_Task objective_:
Please return all of the entries below exactly as they are written.
# # # #
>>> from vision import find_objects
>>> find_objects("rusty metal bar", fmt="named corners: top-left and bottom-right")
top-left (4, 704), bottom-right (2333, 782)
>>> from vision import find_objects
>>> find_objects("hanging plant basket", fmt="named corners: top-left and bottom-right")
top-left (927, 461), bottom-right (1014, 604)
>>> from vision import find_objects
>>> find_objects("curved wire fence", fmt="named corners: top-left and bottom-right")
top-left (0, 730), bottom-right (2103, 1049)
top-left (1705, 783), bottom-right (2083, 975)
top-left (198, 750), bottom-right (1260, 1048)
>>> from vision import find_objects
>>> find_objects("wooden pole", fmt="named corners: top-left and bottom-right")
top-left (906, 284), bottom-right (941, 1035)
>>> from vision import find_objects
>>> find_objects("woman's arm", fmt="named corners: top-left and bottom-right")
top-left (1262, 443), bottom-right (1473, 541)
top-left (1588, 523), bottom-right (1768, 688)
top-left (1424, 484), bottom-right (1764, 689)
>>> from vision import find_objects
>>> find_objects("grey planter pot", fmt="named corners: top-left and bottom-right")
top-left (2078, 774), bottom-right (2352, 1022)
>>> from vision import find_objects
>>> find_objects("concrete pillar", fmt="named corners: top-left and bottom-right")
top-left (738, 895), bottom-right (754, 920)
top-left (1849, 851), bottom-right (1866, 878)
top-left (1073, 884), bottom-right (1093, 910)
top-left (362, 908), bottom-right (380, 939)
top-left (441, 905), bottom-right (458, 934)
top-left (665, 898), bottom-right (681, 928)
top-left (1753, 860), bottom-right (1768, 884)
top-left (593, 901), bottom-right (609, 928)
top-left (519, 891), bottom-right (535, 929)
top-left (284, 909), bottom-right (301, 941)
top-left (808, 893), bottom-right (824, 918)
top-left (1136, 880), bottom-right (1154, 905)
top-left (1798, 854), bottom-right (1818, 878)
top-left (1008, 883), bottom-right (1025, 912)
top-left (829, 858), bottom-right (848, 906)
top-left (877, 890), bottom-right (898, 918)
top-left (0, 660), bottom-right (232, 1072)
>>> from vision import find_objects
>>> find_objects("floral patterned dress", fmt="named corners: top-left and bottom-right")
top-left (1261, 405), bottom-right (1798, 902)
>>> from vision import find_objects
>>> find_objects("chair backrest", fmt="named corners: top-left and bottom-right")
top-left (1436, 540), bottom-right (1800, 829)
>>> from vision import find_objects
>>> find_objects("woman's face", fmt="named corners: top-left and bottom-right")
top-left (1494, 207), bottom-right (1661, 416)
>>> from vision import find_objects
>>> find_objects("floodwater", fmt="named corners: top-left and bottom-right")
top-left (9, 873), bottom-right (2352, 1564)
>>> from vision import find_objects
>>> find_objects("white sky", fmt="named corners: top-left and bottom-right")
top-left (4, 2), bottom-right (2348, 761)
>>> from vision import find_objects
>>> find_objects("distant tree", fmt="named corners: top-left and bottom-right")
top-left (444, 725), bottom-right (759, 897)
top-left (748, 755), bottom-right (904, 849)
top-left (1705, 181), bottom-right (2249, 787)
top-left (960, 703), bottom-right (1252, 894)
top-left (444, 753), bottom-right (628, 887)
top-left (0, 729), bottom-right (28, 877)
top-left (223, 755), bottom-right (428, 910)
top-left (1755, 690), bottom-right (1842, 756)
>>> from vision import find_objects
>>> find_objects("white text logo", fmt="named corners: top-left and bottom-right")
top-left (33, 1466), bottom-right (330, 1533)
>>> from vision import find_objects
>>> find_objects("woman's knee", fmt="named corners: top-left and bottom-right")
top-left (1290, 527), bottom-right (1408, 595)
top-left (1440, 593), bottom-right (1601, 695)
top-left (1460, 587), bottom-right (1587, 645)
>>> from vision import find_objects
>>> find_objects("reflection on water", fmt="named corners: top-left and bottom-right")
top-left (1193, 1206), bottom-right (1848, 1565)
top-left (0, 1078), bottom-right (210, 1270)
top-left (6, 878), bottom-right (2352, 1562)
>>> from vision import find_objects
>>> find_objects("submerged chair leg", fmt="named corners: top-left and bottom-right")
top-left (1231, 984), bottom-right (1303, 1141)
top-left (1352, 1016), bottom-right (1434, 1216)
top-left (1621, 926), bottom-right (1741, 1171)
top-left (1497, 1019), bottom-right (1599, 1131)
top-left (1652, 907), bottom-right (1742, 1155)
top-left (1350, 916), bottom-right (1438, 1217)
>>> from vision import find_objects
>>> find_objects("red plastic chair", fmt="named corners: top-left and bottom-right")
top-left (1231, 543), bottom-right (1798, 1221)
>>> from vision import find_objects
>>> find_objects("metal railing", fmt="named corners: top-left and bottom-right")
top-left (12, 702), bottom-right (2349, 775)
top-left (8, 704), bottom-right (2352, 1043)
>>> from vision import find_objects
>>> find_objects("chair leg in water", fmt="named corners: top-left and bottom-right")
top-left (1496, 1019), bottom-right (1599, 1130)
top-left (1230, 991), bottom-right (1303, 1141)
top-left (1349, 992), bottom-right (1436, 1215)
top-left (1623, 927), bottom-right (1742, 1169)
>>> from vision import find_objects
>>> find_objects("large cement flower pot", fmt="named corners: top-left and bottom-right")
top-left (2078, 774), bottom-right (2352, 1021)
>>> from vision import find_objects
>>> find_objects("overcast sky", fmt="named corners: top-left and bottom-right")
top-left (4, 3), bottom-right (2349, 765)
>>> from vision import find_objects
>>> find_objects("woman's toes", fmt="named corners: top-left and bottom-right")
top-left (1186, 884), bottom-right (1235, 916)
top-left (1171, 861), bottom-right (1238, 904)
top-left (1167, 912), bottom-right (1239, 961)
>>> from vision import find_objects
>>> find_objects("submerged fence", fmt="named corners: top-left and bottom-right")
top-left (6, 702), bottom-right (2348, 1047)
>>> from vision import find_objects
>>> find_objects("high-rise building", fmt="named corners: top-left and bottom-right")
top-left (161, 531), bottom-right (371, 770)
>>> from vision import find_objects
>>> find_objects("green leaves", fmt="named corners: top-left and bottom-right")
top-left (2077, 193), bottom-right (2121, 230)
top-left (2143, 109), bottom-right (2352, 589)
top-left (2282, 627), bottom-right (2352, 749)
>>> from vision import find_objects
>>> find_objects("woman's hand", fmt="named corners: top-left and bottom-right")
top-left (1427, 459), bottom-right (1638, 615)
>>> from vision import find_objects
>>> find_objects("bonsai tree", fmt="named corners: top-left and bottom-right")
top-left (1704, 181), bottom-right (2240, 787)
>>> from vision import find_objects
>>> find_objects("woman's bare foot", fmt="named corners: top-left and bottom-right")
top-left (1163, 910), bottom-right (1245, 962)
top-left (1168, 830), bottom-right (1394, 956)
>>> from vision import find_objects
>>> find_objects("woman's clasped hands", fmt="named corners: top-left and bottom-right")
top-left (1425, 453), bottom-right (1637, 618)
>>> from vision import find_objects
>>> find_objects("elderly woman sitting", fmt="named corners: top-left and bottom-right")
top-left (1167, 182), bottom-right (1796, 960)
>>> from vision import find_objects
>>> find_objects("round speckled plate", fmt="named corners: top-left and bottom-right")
# # # #
_Response box_:
>>> from vision import find_objects
>>> find_objects("rusty metal bar", fmt="named corners: top-left and bottom-right")
top-left (4, 704), bottom-right (2333, 782)
>>> from vision import find_objects
>>> find_objects("hanging plant basket", fmt="named corners: top-left and bottom-right")
top-left (927, 461), bottom-right (1014, 604)
>>> from vision import find_objects
>>> find_objects("curved wire fence", fmt="named corners: top-left and bottom-right")
top-left (0, 730), bottom-right (2103, 1049)
top-left (1705, 783), bottom-right (2083, 975)
top-left (198, 750), bottom-right (1260, 1048)
>>> from vision import find_objects
>>> find_objects("wooden pole", fmt="named corners: top-left and bottom-right")
top-left (906, 284), bottom-right (941, 1035)
>>> from vision import find_objects
>>> find_objects("woman's arm", fmt="named corners: top-left and bottom-right")
top-left (1262, 443), bottom-right (1473, 541)
top-left (1588, 523), bottom-right (1768, 688)
top-left (1424, 484), bottom-right (1764, 689)
>>> from vision import find_objects
>>> find_objects("grey planter pot", fmt="named corners: top-left and bottom-right")
top-left (2078, 774), bottom-right (2352, 1022)
>>> from vision import find_objects
>>> find_objects("concrete pillar", fmt="named corners: top-left and bottom-right")
top-left (738, 895), bottom-right (754, 920)
top-left (1849, 851), bottom-right (1866, 878)
top-left (1073, 884), bottom-right (1093, 910)
top-left (362, 908), bottom-right (380, 939)
top-left (441, 905), bottom-right (458, 934)
top-left (665, 898), bottom-right (681, 928)
top-left (1753, 860), bottom-right (1768, 884)
top-left (593, 901), bottom-right (609, 928)
top-left (519, 891), bottom-right (535, 929)
top-left (284, 909), bottom-right (301, 941)
top-left (808, 893), bottom-right (824, 918)
top-left (1136, 880), bottom-right (1154, 905)
top-left (1798, 854), bottom-right (1818, 878)
top-left (1008, 883), bottom-right (1025, 912)
top-left (829, 858), bottom-right (848, 906)
top-left (877, 890), bottom-right (898, 918)
top-left (0, 660), bottom-right (232, 1072)
>>> from vision import find_objects
>>> find_objects("floral patterned dress", fmt="named corners: top-left and bottom-right")
top-left (1261, 405), bottom-right (1798, 902)
>>> from vision import find_objects
>>> find_objects("chair backrest", fmt="named corners: top-left and bottom-right")
top-left (1436, 540), bottom-right (1800, 829)
>>> from vision import find_objects
>>> find_objects("woman's face", fmt="named corners: top-left and bottom-right")
top-left (1494, 207), bottom-right (1661, 416)
>>> from vision import find_objects
>>> find_objects("floodwater", fmt="named corners: top-left and bottom-right")
top-left (9, 873), bottom-right (2352, 1564)
>>> from vision import find_objects
>>> find_objects("white sky", fmt="named corners: top-left and bottom-right")
top-left (4, 2), bottom-right (2348, 761)
>>> from vision import find_objects
>>> find_objects("distant tree", fmt="named corners: top-left and bottom-right")
top-left (444, 725), bottom-right (759, 897)
top-left (748, 755), bottom-right (904, 849)
top-left (1705, 181), bottom-right (2249, 787)
top-left (960, 703), bottom-right (1252, 894)
top-left (444, 753), bottom-right (628, 887)
top-left (0, 729), bottom-right (28, 877)
top-left (223, 755), bottom-right (428, 910)
top-left (1755, 690), bottom-right (1842, 756)
>>> from vision import find_objects
>>> find_objects("white text logo", fmt="named corners: top-left and bottom-right")
top-left (33, 1466), bottom-right (330, 1533)
>>> from vision import find_objects
>>> find_objects("woman's knee", fmt="named corners: top-left and bottom-right")
top-left (1290, 527), bottom-right (1408, 595)
top-left (1440, 593), bottom-right (1601, 695)
top-left (1460, 587), bottom-right (1587, 645)
>>> from vision import find_objects
>>> find_objects("reflection on water", fmt="named corners: top-left and bottom-right")
top-left (1193, 1206), bottom-right (1848, 1565)
top-left (0, 1078), bottom-right (210, 1270)
top-left (6, 878), bottom-right (2352, 1562)
>>> from vision import find_objects
>>> find_objects("submerged chair leg", fmt="named corners: top-left and bottom-right")
top-left (1231, 984), bottom-right (1303, 1141)
top-left (1352, 1016), bottom-right (1434, 1216)
top-left (1621, 926), bottom-right (1741, 1171)
top-left (1497, 1019), bottom-right (1599, 1131)
top-left (1652, 907), bottom-right (1742, 1155)
top-left (1350, 916), bottom-right (1438, 1217)
>>> from vision import find_objects
>>> find_objects("red plastic chair", fmt="named corners: top-left and bottom-right")
top-left (1231, 543), bottom-right (1798, 1221)
>>> from vision import find_objects
>>> find_objects("metal railing", fmt="named corners: top-left and bottom-right")
top-left (12, 702), bottom-right (2349, 775)
top-left (8, 704), bottom-right (2352, 1043)
>>> from vision import find_objects
>>> find_objects("chair leg in water", fmt="named corners: top-left and bottom-right")
top-left (1496, 1019), bottom-right (1599, 1130)
top-left (1230, 991), bottom-right (1303, 1141)
top-left (1349, 992), bottom-right (1436, 1215)
top-left (1623, 927), bottom-right (1742, 1169)
>>> from vision import find_objects
>>> find_objects("large cement flower pot", fmt="named corners: top-left and bottom-right")
top-left (2078, 774), bottom-right (2352, 1021)
>>> from vision import find_objects
>>> find_objects("overcast sky", fmt="named corners: top-left and bottom-right")
top-left (4, 3), bottom-right (2349, 765)
>>> from vision import find_objects
>>> find_objects("woman's toes", fmt="named corners: top-left and bottom-right")
top-left (1186, 884), bottom-right (1235, 916)
top-left (1171, 861), bottom-right (1238, 904)
top-left (1167, 912), bottom-right (1239, 961)
>>> from vision import find_objects
>>> find_objects("submerged fence", fmt="named corners: top-left and bottom-right")
top-left (6, 702), bottom-right (2348, 1047)
>>> from vision import find_objects
>>> find_objects("high-rise building", fmt="named corners: top-left and bottom-right")
top-left (161, 531), bottom-right (371, 770)
>>> from vision import find_objects
>>> find_objects("green leaves", fmt="named corners: top-left and bottom-right")
top-left (2077, 193), bottom-right (2121, 230)
top-left (2143, 109), bottom-right (2352, 589)
top-left (2282, 627), bottom-right (2352, 749)
>>> from vision import find_objects
>>> find_objects("woman's hand", fmt="named corners: top-left and bottom-right")
top-left (1427, 459), bottom-right (1638, 615)
>>> from vision import find_objects
>>> find_objects("bonsai tree", fmt="named corners: top-left and bottom-right")
top-left (1704, 181), bottom-right (2240, 787)
>>> from vision import find_objects
>>> find_objects("woman's bare foot", fmt="named corners: top-left and bottom-right")
top-left (1163, 910), bottom-right (1245, 962)
top-left (1168, 830), bottom-right (1394, 956)
>>> from vision import find_objects
>>> find_objects("woman's clasped hands", fmt="named corners: top-left and bottom-right")
top-left (1425, 453), bottom-right (1637, 618)
>>> from vision import find_objects
>>> find_objects("elderly woman sitting", fmt="named corners: top-left and bottom-right")
top-left (1167, 182), bottom-right (1796, 960)
>>> from vision import find_objects
>>> find_objects("round speckled plate", fmt="named corners: top-left and bottom-right")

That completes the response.